- Data to use
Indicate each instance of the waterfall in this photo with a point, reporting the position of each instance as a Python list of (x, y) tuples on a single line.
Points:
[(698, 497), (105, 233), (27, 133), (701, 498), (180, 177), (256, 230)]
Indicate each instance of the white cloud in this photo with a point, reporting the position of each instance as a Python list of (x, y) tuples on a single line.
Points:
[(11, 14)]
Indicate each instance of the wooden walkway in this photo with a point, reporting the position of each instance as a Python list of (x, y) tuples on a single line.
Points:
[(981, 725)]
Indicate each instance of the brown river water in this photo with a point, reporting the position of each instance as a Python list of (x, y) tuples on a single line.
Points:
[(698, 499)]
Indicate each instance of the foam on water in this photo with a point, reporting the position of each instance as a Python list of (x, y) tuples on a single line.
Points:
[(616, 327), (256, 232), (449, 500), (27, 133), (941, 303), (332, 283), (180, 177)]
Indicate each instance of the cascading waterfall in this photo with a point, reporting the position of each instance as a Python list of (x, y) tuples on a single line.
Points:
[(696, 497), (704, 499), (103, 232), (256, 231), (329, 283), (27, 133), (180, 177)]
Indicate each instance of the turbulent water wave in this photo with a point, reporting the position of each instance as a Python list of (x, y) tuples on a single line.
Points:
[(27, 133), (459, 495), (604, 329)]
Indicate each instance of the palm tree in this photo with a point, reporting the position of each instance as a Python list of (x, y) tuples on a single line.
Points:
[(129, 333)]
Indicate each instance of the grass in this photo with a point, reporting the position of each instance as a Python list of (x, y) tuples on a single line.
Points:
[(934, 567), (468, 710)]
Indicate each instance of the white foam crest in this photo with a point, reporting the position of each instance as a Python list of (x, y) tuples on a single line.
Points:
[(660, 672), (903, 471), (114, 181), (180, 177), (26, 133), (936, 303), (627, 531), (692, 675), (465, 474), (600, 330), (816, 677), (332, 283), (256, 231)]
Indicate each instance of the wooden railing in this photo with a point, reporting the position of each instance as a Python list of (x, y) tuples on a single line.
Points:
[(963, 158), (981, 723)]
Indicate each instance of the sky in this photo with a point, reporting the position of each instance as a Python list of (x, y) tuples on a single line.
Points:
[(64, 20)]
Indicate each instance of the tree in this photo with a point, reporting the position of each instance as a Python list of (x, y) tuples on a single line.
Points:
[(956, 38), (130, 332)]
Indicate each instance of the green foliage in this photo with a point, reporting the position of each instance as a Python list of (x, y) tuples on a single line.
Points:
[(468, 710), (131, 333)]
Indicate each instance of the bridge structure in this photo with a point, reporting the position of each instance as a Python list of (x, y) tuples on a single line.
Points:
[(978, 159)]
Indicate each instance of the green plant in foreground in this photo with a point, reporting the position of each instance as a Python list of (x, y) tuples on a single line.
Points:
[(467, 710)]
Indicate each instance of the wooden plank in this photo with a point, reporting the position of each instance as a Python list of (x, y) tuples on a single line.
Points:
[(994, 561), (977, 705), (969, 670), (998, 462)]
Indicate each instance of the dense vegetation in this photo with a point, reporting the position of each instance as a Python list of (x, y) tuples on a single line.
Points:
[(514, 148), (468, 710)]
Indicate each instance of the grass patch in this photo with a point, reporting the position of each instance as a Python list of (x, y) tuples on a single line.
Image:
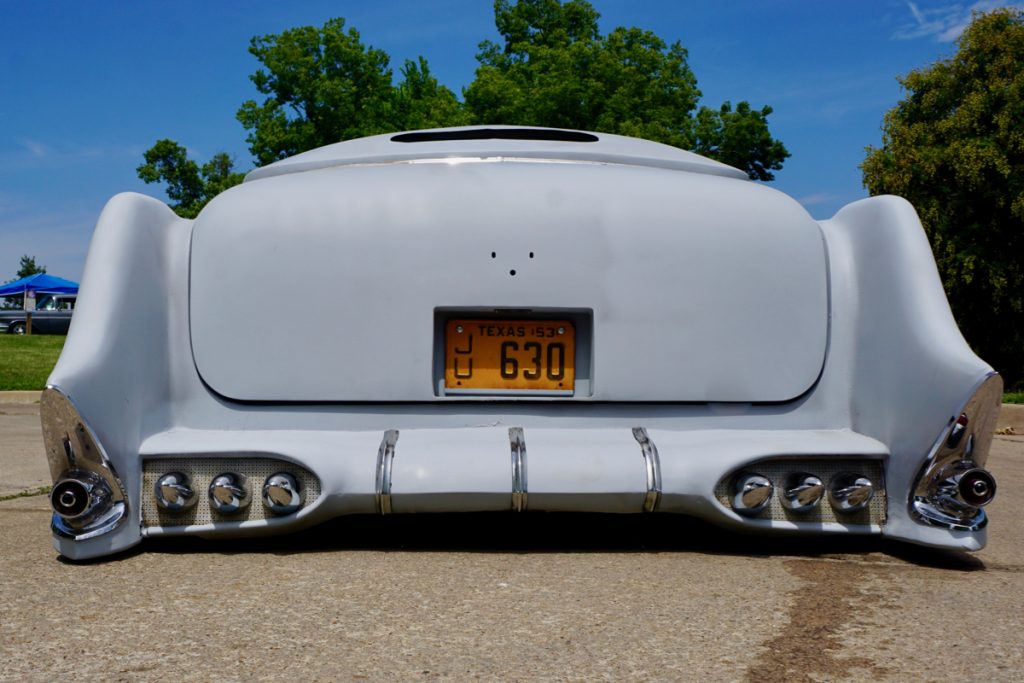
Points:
[(42, 491), (26, 360)]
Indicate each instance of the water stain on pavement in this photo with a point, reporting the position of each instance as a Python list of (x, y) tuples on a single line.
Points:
[(830, 598)]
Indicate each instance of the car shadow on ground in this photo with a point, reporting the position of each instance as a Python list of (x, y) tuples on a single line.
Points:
[(556, 532)]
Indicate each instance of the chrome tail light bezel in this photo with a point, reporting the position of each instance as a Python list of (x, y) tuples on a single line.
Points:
[(80, 466), (938, 497)]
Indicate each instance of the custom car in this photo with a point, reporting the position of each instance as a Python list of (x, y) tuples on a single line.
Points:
[(514, 319)]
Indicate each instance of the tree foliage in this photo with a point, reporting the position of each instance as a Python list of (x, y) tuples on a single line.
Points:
[(324, 85), (28, 266), (555, 69), (954, 147), (189, 186)]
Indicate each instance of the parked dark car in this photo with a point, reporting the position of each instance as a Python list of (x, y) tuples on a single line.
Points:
[(51, 316)]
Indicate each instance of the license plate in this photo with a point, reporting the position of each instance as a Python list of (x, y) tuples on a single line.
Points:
[(509, 355)]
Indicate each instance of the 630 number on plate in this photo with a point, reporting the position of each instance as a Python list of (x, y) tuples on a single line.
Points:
[(510, 355)]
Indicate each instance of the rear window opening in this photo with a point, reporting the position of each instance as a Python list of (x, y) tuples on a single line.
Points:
[(551, 134)]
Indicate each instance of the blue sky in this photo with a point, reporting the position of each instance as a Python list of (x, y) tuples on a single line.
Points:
[(86, 87)]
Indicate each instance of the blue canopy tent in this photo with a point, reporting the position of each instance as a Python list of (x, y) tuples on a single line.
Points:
[(40, 283)]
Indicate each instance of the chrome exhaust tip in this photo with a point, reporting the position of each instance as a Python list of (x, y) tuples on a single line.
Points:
[(976, 487), (229, 494), (803, 493), (80, 496), (174, 492), (283, 494), (849, 493), (752, 494)]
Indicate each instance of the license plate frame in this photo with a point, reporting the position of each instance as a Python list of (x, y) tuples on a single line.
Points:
[(510, 356)]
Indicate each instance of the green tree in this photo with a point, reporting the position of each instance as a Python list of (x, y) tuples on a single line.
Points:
[(324, 85), (189, 186), (27, 266), (953, 146), (555, 69)]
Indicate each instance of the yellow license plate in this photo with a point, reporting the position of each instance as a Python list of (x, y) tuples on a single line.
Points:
[(510, 355)]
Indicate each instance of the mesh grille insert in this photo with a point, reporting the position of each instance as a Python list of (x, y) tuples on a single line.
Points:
[(202, 471), (825, 469)]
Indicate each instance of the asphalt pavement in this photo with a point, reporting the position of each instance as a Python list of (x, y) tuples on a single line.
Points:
[(504, 597)]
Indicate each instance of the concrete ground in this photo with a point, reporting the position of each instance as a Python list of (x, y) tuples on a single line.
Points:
[(534, 597)]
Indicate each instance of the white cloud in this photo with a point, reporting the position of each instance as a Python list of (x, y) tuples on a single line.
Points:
[(818, 198), (36, 148), (40, 155), (946, 23)]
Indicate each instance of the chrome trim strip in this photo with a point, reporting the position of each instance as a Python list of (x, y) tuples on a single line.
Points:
[(518, 444), (653, 465), (385, 456)]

- Requirement
Rewrite the part of the entries above that opens with the line containing "Indicate each instance of the blue canopy" and closes with the line containing "[(40, 283)]", both lines included, and scale every point coordinate in the answers by 0.25, rounding to whole numbers with halves rounded up. Keep all other text unchanged and give only these lines.

- Exercise solution
Indicate each instance of the blue canopy tent in this photo with a point, reporting the position of each instance as a Python list of (x, y) tuples on a single line.
Points:
[(10, 71)]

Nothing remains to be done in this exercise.